Problem requirements: Filter the entries, keeping every line with the word "green".
****************
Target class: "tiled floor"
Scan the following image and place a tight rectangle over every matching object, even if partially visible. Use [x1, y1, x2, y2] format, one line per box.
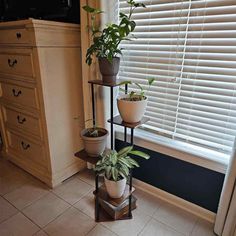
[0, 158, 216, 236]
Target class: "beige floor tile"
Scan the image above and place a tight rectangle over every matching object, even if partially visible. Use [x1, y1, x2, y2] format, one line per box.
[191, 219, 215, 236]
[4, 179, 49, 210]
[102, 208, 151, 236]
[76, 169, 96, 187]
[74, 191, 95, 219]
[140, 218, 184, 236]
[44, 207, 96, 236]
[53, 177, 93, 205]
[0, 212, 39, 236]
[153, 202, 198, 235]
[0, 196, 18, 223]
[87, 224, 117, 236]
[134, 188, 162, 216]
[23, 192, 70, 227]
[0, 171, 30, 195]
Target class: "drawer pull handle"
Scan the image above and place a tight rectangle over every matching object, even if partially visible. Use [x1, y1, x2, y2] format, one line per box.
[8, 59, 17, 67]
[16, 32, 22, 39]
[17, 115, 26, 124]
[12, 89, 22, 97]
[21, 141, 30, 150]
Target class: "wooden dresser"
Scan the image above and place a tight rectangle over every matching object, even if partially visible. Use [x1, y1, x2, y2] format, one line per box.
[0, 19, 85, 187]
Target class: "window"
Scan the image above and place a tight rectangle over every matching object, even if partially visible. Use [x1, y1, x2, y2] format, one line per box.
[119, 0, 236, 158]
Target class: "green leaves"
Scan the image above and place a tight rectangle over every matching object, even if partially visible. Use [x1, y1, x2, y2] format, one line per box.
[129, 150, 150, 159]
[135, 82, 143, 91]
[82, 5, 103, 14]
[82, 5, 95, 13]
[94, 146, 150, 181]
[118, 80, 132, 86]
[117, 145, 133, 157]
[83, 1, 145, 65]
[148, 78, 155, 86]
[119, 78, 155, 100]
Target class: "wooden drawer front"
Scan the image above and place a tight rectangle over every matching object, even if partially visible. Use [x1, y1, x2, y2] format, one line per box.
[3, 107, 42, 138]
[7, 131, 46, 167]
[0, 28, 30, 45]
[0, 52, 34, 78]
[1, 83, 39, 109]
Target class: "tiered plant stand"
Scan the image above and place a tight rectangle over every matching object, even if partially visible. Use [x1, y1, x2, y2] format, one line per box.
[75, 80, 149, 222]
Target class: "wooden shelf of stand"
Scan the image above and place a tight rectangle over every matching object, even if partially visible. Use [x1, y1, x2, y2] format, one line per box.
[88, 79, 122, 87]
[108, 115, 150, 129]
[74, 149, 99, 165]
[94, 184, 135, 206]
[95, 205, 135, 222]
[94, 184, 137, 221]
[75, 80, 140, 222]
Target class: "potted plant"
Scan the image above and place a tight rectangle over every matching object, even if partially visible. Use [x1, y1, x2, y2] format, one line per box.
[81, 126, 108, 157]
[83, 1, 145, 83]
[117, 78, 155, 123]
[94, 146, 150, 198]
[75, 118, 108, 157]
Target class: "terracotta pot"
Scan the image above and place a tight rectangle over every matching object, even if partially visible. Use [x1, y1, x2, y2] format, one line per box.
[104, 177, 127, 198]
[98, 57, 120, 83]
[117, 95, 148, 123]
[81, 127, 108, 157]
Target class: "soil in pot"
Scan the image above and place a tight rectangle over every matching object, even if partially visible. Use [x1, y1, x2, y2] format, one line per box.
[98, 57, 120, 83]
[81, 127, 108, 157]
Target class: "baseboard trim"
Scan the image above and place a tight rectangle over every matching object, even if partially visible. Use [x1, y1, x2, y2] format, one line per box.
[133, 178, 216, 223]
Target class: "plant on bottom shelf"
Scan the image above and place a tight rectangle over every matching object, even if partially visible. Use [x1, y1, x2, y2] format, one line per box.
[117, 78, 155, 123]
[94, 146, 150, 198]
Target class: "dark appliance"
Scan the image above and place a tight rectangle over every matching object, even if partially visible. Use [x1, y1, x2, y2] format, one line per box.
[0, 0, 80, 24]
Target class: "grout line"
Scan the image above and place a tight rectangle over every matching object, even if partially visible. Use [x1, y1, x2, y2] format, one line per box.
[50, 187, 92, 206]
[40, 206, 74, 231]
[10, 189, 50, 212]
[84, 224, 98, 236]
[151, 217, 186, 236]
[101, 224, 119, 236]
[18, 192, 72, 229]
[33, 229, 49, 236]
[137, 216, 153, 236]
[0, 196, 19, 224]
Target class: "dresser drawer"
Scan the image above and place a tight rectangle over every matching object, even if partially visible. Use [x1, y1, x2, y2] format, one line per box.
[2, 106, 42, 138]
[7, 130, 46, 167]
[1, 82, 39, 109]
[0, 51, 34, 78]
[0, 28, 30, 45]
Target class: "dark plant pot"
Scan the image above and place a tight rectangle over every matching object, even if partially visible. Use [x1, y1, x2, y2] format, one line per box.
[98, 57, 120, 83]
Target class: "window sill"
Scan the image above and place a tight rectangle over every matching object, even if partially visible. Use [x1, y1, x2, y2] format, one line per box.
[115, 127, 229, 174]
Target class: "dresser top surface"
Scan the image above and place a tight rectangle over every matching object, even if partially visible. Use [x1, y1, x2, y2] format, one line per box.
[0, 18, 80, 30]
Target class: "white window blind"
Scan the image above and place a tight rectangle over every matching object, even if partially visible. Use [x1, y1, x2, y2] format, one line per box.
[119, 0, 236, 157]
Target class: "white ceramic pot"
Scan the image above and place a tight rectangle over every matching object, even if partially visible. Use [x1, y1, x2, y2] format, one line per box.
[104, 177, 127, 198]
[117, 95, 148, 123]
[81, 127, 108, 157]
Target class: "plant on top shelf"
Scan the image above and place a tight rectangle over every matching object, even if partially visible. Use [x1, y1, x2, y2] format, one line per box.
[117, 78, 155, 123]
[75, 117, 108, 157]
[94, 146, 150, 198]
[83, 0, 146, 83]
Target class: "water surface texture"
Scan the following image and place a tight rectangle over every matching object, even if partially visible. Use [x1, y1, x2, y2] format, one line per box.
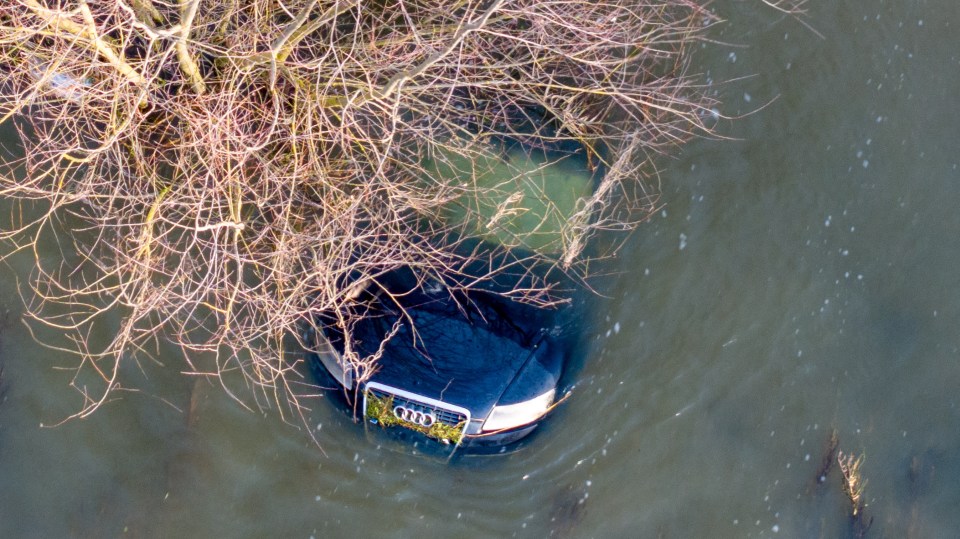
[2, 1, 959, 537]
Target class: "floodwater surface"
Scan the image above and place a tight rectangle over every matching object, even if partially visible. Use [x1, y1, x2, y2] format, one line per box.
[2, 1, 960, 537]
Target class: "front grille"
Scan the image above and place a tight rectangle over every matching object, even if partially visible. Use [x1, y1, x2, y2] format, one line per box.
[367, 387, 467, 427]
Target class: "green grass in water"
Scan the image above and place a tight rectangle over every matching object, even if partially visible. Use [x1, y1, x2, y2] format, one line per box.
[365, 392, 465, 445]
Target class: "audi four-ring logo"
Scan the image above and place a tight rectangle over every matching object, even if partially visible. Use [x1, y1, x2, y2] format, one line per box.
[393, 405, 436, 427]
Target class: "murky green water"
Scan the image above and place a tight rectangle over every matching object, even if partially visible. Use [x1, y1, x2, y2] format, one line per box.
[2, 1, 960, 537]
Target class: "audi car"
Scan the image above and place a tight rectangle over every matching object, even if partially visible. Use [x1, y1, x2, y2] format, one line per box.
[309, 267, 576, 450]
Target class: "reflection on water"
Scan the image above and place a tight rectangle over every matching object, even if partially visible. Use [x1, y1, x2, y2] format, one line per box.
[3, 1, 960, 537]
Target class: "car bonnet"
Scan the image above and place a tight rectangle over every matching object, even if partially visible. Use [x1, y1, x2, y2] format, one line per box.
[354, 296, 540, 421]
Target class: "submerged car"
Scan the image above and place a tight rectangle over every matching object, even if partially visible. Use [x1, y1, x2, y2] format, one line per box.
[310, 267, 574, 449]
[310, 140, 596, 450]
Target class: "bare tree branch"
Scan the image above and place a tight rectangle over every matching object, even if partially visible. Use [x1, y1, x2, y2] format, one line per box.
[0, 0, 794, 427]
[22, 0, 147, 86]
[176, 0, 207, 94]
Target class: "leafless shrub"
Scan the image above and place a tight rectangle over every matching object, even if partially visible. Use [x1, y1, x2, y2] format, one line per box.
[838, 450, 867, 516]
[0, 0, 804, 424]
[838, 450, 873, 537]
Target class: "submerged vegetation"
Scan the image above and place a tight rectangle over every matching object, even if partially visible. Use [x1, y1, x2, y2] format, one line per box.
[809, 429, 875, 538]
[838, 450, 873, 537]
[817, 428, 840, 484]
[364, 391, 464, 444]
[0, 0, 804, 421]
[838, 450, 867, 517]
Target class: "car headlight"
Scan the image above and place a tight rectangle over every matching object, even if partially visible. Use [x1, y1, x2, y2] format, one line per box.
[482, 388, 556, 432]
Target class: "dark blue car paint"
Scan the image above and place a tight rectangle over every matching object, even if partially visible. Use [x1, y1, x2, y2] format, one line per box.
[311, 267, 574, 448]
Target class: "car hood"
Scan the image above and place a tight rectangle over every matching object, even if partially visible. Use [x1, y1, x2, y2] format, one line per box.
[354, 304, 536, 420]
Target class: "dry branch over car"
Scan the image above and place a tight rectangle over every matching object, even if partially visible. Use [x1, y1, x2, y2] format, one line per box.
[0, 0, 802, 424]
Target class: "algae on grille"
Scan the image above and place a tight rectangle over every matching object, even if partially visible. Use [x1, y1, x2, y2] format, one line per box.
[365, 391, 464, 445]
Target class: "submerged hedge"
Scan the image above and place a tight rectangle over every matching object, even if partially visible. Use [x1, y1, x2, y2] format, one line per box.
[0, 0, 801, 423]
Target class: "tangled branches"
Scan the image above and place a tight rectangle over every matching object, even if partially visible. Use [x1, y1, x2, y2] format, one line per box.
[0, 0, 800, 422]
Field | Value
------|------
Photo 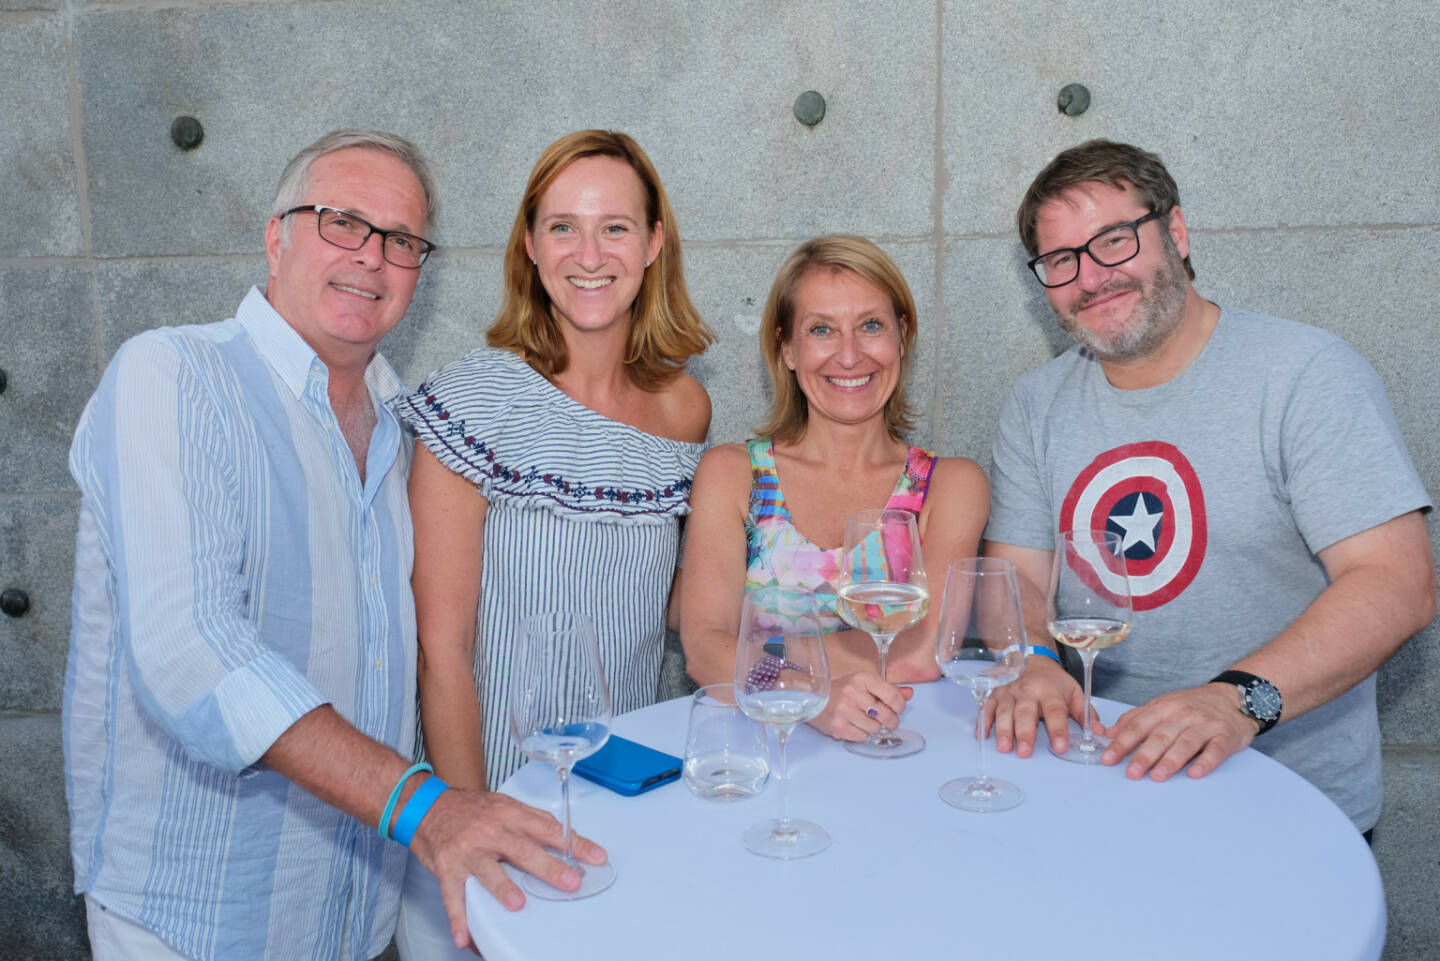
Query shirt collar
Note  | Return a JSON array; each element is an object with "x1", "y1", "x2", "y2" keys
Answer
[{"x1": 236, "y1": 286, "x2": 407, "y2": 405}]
****************
Reply to the exercise:
Target class: "green leaves"
Target class: "green grass in water"
Target class: "murky green water"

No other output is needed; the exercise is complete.